• **The task**:
Pull out each line of the records below that contains the string "shirt", matching case exactly.

★ ★ ★ ★ ★

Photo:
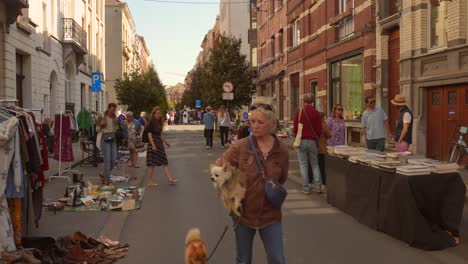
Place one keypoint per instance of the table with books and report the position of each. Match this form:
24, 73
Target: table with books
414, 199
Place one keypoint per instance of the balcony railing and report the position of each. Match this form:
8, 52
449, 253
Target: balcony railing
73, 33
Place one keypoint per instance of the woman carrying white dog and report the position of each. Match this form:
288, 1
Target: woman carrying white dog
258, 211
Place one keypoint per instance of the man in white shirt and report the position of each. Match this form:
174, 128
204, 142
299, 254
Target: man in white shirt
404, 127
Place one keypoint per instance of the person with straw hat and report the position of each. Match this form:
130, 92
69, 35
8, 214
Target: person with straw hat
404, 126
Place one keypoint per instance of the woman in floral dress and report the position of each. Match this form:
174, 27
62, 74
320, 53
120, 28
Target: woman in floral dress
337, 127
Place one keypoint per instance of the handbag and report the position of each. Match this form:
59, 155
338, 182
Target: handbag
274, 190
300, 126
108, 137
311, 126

★ ★ ★ ★ ★

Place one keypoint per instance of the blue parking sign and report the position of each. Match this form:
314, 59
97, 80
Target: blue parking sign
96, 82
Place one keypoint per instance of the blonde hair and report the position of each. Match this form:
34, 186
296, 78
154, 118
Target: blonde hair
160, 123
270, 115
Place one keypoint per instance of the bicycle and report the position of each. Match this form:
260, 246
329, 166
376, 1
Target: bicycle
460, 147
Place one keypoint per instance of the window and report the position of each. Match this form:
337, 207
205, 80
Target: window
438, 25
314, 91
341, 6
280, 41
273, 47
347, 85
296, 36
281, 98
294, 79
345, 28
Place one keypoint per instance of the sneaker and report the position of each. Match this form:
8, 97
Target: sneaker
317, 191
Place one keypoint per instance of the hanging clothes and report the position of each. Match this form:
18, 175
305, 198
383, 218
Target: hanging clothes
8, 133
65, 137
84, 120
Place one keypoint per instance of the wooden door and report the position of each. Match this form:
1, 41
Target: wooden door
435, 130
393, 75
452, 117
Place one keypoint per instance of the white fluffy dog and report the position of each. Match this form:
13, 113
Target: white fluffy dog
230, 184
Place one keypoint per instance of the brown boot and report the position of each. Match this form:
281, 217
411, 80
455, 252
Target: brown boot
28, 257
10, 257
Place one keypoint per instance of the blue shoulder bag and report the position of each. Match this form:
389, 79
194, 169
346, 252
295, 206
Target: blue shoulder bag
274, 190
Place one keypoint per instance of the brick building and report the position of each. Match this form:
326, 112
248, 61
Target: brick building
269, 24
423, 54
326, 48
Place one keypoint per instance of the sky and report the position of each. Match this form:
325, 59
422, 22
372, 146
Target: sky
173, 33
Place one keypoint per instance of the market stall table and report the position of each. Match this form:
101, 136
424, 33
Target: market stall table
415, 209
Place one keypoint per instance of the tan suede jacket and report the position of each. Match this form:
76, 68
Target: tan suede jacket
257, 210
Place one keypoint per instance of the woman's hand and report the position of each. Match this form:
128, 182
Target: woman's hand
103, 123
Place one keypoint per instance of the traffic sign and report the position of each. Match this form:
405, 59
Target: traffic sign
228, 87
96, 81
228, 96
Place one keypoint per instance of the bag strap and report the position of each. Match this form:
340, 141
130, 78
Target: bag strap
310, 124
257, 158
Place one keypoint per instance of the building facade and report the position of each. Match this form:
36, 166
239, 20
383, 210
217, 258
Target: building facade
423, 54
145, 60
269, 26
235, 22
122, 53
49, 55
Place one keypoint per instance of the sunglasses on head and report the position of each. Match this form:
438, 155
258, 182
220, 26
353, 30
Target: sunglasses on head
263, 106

★ ★ ★ ★ ★

• **Exercise output**:
Place one keypoint per instance of the man in white shirt and report the position of each. Match this form:
Target: man in white shirt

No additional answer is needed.